Exercise description
Return the records below in full. Keep every word exact and skip the images.

BEGIN The data

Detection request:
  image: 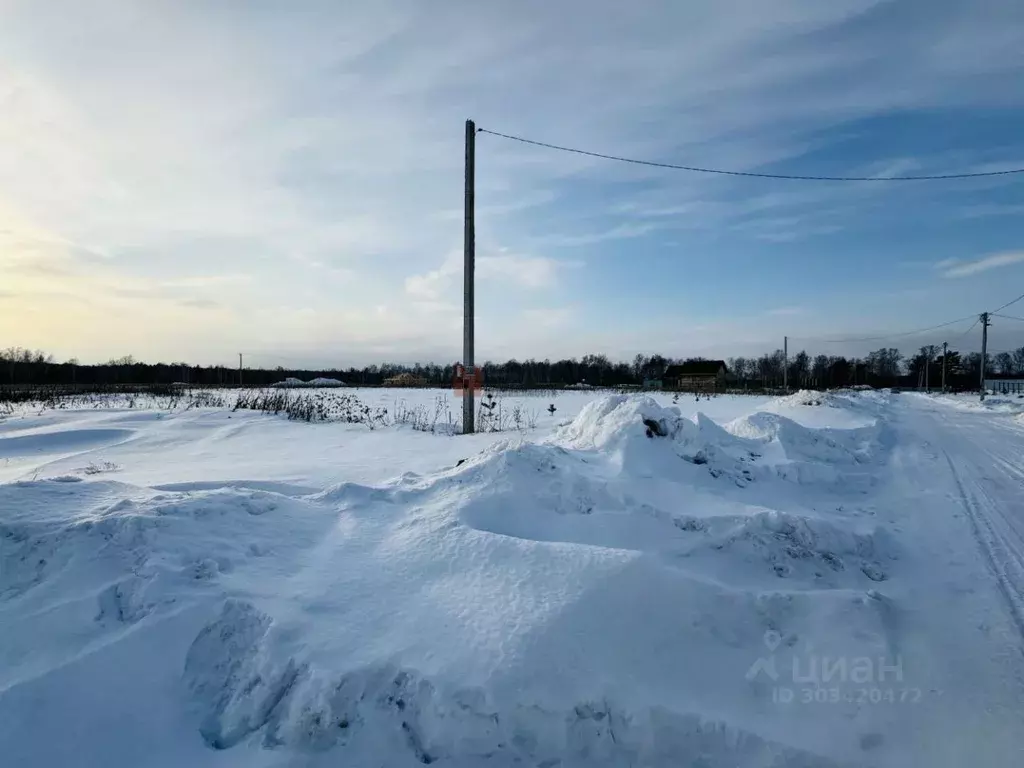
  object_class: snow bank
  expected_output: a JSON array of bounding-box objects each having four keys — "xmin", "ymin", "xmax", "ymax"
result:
[
  {"xmin": 553, "ymin": 395, "xmax": 754, "ymax": 477},
  {"xmin": 0, "ymin": 394, "xmax": 912, "ymax": 766},
  {"xmin": 271, "ymin": 377, "xmax": 347, "ymax": 388},
  {"xmin": 553, "ymin": 394, "xmax": 884, "ymax": 489},
  {"xmin": 307, "ymin": 377, "xmax": 346, "ymax": 387},
  {"xmin": 769, "ymin": 389, "xmax": 839, "ymax": 408},
  {"xmin": 928, "ymin": 392, "xmax": 1024, "ymax": 416}
]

END The data

Answer for the task
Detection request:
  image: 
  object_class: snow bank
  expected_output: a JSON array of bounding-box objects each having four keys — "xmin", "ymin", "xmax", "ymax"
result:
[
  {"xmin": 553, "ymin": 395, "xmax": 754, "ymax": 477},
  {"xmin": 0, "ymin": 394, "xmax": 912, "ymax": 766},
  {"xmin": 271, "ymin": 377, "xmax": 347, "ymax": 388},
  {"xmin": 553, "ymin": 394, "xmax": 884, "ymax": 489},
  {"xmin": 307, "ymin": 377, "xmax": 346, "ymax": 387},
  {"xmin": 769, "ymin": 389, "xmax": 839, "ymax": 408},
  {"xmin": 928, "ymin": 392, "xmax": 1024, "ymax": 416}
]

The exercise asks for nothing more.